TASK TO CARRY OUT: Below are some records; return each one exactly.

(Stored data)
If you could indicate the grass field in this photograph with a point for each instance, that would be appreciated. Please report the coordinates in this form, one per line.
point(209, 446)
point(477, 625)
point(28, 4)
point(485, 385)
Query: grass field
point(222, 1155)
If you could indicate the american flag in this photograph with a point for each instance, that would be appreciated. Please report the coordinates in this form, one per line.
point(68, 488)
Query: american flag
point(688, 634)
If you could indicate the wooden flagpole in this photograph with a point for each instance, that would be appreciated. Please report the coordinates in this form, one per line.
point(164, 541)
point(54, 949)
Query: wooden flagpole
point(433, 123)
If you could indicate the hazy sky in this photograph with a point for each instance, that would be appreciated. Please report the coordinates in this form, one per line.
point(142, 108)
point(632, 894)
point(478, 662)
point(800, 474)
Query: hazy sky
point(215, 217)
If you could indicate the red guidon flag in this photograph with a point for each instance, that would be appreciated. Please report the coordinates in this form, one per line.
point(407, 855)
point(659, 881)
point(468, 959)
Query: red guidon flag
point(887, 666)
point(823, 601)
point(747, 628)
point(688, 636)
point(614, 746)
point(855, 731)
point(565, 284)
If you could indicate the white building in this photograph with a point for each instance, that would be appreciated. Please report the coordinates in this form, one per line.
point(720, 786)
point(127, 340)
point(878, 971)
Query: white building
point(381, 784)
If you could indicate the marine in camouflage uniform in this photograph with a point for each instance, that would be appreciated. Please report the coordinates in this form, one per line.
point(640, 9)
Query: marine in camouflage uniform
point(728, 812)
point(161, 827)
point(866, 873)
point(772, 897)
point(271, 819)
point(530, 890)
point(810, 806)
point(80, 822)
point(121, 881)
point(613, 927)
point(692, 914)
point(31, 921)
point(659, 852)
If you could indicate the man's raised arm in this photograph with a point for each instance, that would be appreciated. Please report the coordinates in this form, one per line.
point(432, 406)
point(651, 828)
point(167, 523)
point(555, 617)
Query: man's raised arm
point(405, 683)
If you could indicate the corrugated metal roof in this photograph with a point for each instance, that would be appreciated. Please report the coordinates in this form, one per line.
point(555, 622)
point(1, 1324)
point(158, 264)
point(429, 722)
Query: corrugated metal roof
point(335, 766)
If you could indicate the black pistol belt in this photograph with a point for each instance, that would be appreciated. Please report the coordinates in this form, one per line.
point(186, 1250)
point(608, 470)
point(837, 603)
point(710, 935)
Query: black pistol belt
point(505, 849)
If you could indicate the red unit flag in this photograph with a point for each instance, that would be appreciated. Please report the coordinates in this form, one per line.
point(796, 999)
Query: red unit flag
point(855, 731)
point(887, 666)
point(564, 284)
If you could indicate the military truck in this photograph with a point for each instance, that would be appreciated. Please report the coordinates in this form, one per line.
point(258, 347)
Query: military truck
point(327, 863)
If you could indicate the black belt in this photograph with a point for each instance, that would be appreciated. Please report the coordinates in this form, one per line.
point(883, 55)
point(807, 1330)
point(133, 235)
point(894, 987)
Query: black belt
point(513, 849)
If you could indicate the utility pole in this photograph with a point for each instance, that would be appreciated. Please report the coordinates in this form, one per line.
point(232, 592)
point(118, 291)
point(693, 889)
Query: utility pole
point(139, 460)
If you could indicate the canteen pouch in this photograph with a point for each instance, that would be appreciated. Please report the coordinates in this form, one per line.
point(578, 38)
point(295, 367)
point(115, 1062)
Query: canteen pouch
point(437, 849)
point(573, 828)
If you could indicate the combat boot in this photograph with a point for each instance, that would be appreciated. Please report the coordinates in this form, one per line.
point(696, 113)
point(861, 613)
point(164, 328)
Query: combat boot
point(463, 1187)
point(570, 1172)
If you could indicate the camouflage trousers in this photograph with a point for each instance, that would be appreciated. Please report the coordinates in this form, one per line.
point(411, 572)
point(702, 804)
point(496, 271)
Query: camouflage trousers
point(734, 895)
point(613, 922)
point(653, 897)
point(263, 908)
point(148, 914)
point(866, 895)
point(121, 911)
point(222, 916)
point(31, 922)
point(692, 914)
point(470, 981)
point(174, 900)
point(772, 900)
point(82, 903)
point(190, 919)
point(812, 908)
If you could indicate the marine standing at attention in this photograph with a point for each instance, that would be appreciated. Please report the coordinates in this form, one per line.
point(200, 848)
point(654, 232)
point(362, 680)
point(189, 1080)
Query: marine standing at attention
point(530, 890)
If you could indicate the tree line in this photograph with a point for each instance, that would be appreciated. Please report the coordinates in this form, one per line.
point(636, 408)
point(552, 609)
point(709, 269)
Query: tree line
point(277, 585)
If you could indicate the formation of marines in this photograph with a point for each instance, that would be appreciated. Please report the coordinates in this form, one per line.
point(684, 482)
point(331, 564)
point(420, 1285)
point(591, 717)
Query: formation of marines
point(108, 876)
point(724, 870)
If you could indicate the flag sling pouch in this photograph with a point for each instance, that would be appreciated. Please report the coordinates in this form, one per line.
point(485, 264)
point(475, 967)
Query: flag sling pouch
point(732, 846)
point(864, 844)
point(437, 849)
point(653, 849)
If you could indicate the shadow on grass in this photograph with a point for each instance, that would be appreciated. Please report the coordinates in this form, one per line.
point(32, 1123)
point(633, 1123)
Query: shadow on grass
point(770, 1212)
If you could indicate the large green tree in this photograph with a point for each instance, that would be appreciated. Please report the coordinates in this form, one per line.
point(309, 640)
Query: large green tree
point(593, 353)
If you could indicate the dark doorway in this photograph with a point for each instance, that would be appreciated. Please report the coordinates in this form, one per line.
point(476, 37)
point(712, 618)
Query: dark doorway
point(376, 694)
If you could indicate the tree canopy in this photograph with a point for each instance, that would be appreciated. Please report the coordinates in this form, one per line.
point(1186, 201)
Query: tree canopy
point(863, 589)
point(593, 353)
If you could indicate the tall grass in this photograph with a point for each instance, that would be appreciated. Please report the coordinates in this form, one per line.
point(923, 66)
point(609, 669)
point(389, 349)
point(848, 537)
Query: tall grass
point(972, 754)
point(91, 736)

FULL RESPONSE:
If you could indicate the grass field in this photograph with a point for each instance, that would be appreciated. Please report the coordinates in this form, one per line.
point(209, 446)
point(477, 625)
point(28, 4)
point(485, 385)
Query: grass field
point(222, 1155)
If you could indicate the american flag in this photograph with a point for each instance, that would be appreciated. Please report the coordinates in this form, one per line.
point(68, 488)
Query: american flag
point(688, 634)
If you could indicate the wooden flagpole in this photograph with a point for each instance, that would be appreciated. Please report the coordinates in this form, one per line.
point(164, 541)
point(54, 949)
Query: wooden flagpole
point(433, 123)
If you could indicate the hazy sky in this photograph with a point for each instance, that would be appreciated. Please report the coordinates in this form, one per line.
point(142, 108)
point(632, 894)
point(478, 662)
point(800, 474)
Query: hazy sky
point(215, 217)
If you could indicate the red guidon flag in this photograph with a point for each instance, that would be appreciated. Please report the coordinates in this form, one per line.
point(407, 855)
point(659, 881)
point(468, 959)
Query: red guidon flag
point(887, 666)
point(823, 601)
point(747, 628)
point(688, 636)
point(614, 746)
point(855, 731)
point(565, 284)
If you could indicate the white building in this photograph with a point for each instance, that would be appreciated. Please report the coordinates in this form, one per line.
point(720, 786)
point(127, 340)
point(878, 971)
Query: white building
point(381, 784)
If you could indicate the marine in camouflage uniform in this photograph with a point for each instance, that would be appreciated. Please report the coordinates in this form, one per line.
point(640, 9)
Query: marine in camouflage uniform
point(728, 812)
point(161, 827)
point(866, 873)
point(772, 897)
point(271, 819)
point(530, 890)
point(810, 806)
point(80, 822)
point(121, 881)
point(613, 927)
point(692, 914)
point(31, 921)
point(659, 852)
If you could indicate the man's raised arm in this photograph with a point for each instance, that would be appreciated. Please report the coordinates in this form, one per line.
point(432, 406)
point(651, 828)
point(167, 523)
point(555, 617)
Query: man's raised arm
point(405, 683)
If you could indicate the corrugated metal roof in this photograph with a point for each instance, that would be appreciated. Please report the coordinates in this form, one per line.
point(555, 622)
point(1, 1324)
point(158, 264)
point(429, 722)
Query: corrugated metal roof
point(335, 766)
If you could indicate the black pistol belt in this photograph with a point for each instance, that would be appreciated. Please report the coordinates in this form, one per line.
point(186, 1250)
point(608, 470)
point(837, 603)
point(710, 935)
Query: black pistol belt
point(505, 849)
If you could indicate the red unit flag in this photograph with a point for each instance, that would be appreciated. Please report the coordinates in this form, one per line.
point(796, 999)
Query: red unit flag
point(855, 731)
point(887, 666)
point(564, 284)
If you could indicate the military truck in this photograph with a point for each instance, that would be appreciated. Please report the coordinates in this form, one per line.
point(258, 347)
Query: military truck
point(327, 863)
If you could indicate the black belt in this photograph with a point for each instance, that would be appreciated. Please report the coordinates in this form, one per line.
point(883, 55)
point(807, 1330)
point(133, 235)
point(894, 987)
Query: black belt
point(513, 849)
If you could indicate the utility pole in this photograph with a point for each instance, that would be appreciated. Please report the coordinates in this form, one per line.
point(232, 592)
point(118, 291)
point(693, 889)
Query: utility pole
point(139, 460)
If you could indicate the canteen pouch in this photograph with a point for each instance, that would be appreciated. Please report the coordinates in this form, one per line.
point(578, 38)
point(295, 367)
point(115, 1062)
Query: canteen pouch
point(437, 849)
point(573, 828)
If you could indicate the combat boot in this photograph with a point for each instance, that would be appreciated. Please report the coordinates in this form, one per line.
point(696, 113)
point(861, 613)
point(164, 328)
Query: combat boot
point(463, 1187)
point(570, 1172)
If you could indicate the camouflage trousers in this photograph with a point for each instance, that would be appreciated. Please report the coordinates in this form, one per line.
point(411, 572)
point(702, 804)
point(496, 271)
Query: camouflage trousers
point(734, 895)
point(613, 922)
point(653, 897)
point(263, 908)
point(148, 914)
point(866, 895)
point(121, 911)
point(222, 916)
point(31, 922)
point(692, 914)
point(470, 981)
point(174, 900)
point(772, 900)
point(82, 903)
point(190, 919)
point(812, 908)
If you could indicate the marine standing at attention in this photograph with a point for each instance, that would be appreciated. Please report the coordinates in this form, one per line.
point(200, 848)
point(654, 232)
point(362, 680)
point(189, 1080)
Query: marine standing at attention
point(530, 890)
If you could indicate the tree line in this photograph with a point for each instance, that would be appreciated. Please report the coordinates in this form, one per line.
point(636, 408)
point(552, 609)
point(709, 269)
Query: tree line
point(277, 585)
If you could indicate the formation of marines in this photograph with a point for each instance, that would be appreciated. Please report the coordinates in this form, one per line.
point(684, 482)
point(331, 564)
point(420, 1285)
point(591, 717)
Query: formation of marines
point(108, 876)
point(724, 870)
If you could indicate the flag sling pouch in this photograph with a point for each instance, that would be appreciated. Please report the coordinates in this form, one per line.
point(485, 264)
point(475, 967)
Query: flag sling pouch
point(732, 846)
point(864, 844)
point(437, 849)
point(653, 849)
If you could indicate the shadow on grass in this photograph with a point for each instance, that would be appreciated. Please report the coordinates in this form, one per line.
point(32, 1123)
point(633, 1123)
Query: shadow on grass
point(770, 1212)
If you could indicate the large green tree in this photograph with a point for each instance, that would be appreciated. Please report the coordinates in this form, one per line.
point(309, 640)
Query: large green tree
point(593, 353)
If you could indicate the dark doorway in this photograph with a point for each instance, that would be appreciated. Please report the coordinates in this form, one per line.
point(476, 37)
point(712, 618)
Query: dark doorway
point(376, 694)
If you could indicate the tree canopy in this photograph with a point for each instance, that would be appreciated. Please report the coordinates in this form, one per line.
point(1186, 201)
Query: tree canopy
point(863, 589)
point(593, 353)
If you could indicate the tall grass in this photograph with a point for each instance, that would be appreciated. Please report the coordinates in this form, one per line.
point(923, 66)
point(609, 669)
point(389, 349)
point(848, 537)
Query: tall grass
point(972, 754)
point(91, 736)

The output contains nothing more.